▶ _Your objective_
Copy the records unchanged, from the start down to the line that contains "276L162 226L341 267L508", with that line included.

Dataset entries
□ □ □ □ □ □ □
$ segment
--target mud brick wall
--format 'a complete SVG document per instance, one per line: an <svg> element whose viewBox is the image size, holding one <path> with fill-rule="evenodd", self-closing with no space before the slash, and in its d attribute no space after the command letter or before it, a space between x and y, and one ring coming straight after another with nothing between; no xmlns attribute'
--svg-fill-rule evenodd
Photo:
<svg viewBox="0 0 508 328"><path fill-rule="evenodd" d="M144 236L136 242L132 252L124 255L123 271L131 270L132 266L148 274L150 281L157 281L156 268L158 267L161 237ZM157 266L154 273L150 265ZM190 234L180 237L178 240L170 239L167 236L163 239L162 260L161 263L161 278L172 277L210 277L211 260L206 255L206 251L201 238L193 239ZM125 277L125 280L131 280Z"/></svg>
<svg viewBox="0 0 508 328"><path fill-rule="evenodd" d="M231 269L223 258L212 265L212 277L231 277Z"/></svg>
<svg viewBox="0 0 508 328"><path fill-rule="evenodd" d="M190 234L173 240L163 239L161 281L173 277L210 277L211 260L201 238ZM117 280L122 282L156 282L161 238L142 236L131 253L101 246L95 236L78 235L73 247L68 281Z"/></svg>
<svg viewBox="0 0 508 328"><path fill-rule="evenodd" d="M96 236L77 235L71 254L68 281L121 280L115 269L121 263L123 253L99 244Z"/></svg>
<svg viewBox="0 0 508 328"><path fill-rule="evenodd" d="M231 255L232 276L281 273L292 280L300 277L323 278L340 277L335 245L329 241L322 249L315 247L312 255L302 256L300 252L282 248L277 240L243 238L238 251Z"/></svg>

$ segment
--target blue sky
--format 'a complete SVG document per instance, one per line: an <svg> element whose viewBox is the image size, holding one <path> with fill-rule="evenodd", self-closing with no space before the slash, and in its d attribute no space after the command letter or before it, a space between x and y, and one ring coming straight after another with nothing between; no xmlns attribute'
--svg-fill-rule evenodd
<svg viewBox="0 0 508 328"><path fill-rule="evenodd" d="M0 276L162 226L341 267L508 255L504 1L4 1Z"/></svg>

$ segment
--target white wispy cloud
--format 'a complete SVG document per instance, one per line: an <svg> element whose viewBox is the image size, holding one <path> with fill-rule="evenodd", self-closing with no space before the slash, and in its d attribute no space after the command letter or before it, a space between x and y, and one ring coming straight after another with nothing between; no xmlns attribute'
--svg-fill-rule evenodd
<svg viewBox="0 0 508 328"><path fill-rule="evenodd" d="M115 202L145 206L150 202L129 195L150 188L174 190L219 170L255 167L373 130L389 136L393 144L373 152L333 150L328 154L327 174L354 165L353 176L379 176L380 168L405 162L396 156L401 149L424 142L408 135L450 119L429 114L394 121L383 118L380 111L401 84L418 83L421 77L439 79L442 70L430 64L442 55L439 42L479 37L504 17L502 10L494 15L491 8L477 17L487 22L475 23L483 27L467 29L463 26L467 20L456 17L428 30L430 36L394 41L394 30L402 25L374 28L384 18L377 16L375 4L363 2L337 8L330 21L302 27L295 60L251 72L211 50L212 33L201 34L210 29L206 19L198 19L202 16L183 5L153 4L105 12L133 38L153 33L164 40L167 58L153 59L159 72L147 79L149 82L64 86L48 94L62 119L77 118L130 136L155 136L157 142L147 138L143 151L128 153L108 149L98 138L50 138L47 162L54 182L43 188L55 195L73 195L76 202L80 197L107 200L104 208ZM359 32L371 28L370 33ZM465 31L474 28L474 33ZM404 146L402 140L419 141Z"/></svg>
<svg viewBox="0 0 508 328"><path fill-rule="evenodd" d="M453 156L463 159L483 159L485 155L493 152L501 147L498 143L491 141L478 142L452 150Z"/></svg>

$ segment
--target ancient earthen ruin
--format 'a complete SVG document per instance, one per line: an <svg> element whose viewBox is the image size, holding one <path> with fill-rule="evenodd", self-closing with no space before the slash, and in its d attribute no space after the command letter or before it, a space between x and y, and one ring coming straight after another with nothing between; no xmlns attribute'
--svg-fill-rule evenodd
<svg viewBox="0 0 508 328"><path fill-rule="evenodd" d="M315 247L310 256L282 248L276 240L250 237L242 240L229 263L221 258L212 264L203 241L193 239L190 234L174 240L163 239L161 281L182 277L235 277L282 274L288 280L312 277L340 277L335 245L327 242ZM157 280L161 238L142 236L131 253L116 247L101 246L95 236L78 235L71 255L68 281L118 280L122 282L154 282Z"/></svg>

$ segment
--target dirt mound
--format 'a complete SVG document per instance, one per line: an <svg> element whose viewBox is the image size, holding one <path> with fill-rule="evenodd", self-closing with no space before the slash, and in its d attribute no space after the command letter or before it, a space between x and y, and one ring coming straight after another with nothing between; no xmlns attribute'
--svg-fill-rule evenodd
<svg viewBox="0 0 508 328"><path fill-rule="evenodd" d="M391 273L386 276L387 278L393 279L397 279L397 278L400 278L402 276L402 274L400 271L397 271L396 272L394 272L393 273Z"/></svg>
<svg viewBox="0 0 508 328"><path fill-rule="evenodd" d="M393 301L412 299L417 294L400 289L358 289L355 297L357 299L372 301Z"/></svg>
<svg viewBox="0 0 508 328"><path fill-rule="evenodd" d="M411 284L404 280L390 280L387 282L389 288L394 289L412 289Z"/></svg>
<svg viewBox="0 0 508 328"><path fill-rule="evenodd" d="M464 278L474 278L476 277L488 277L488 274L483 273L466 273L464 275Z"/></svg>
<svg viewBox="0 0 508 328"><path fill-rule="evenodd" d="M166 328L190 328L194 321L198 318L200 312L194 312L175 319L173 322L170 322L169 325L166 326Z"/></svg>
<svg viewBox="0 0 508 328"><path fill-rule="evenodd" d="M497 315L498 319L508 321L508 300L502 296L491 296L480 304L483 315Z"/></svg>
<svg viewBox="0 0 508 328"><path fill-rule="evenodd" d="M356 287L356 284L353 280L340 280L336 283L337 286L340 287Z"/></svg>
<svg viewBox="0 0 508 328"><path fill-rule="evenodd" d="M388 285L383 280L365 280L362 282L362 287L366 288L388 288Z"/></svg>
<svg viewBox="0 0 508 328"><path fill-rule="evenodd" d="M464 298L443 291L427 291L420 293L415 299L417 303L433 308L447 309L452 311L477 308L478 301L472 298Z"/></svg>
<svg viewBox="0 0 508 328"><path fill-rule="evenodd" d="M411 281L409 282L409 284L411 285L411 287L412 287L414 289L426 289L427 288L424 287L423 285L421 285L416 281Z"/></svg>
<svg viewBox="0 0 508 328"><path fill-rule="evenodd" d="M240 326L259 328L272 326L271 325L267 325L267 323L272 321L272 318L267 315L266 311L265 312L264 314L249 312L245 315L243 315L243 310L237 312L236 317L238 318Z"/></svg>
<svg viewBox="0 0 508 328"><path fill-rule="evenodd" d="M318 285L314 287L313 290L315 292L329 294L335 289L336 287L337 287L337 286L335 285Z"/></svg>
□ □ □ □ □ □ □
▶ _The response_
$ segment
--target mud brick wall
--format 'a complete SVG document per instance, one per line: an <svg> element whose viewBox is the image size, holding one <path> with fill-rule="evenodd", self-closing with no space before the slash, and in its d attribute no space after the command letter or before it, a space between x and y, and one ring coming straight after another with nothing between; no xmlns attribute'
--svg-fill-rule evenodd
Photo:
<svg viewBox="0 0 508 328"><path fill-rule="evenodd" d="M144 236L136 242L132 252L124 255L123 271L131 270L132 266L148 274L150 281L157 281L156 268L158 267L161 237ZM157 266L154 273L150 265ZM190 234L180 237L178 240L170 239L167 236L163 239L162 260L161 263L161 278L172 277L210 277L211 260L206 255L206 251L201 238L193 239ZM125 277L125 280L131 280Z"/></svg>
<svg viewBox="0 0 508 328"><path fill-rule="evenodd" d="M231 269L223 258L212 265L212 277L231 277Z"/></svg>
<svg viewBox="0 0 508 328"><path fill-rule="evenodd" d="M190 234L173 240L163 239L161 281L173 277L210 277L211 260L201 238ZM117 280L122 282L156 282L161 238L142 236L131 253L101 246L95 236L78 235L73 247L68 281Z"/></svg>
<svg viewBox="0 0 508 328"><path fill-rule="evenodd" d="M96 236L77 235L71 254L68 281L121 280L115 269L121 263L123 253L99 244Z"/></svg>
<svg viewBox="0 0 508 328"><path fill-rule="evenodd" d="M231 255L232 276L281 273L292 280L300 277L323 278L340 277L335 245L329 241L322 249L315 247L312 255L302 256L300 252L282 248L277 240L243 238L238 251Z"/></svg>

$ segment
--target blue sky
--format 'a complete SVG document per instance, one per line: an <svg> element whose viewBox is the image size, holding one <path> with fill-rule="evenodd", self-closing with no space before the slash, and in its d attribute no space after the command letter or before it, a space between x and y, and one ring coming straight after another with nothing between; no xmlns attribute'
--svg-fill-rule evenodd
<svg viewBox="0 0 508 328"><path fill-rule="evenodd" d="M0 276L162 226L341 267L508 255L504 1L4 1Z"/></svg>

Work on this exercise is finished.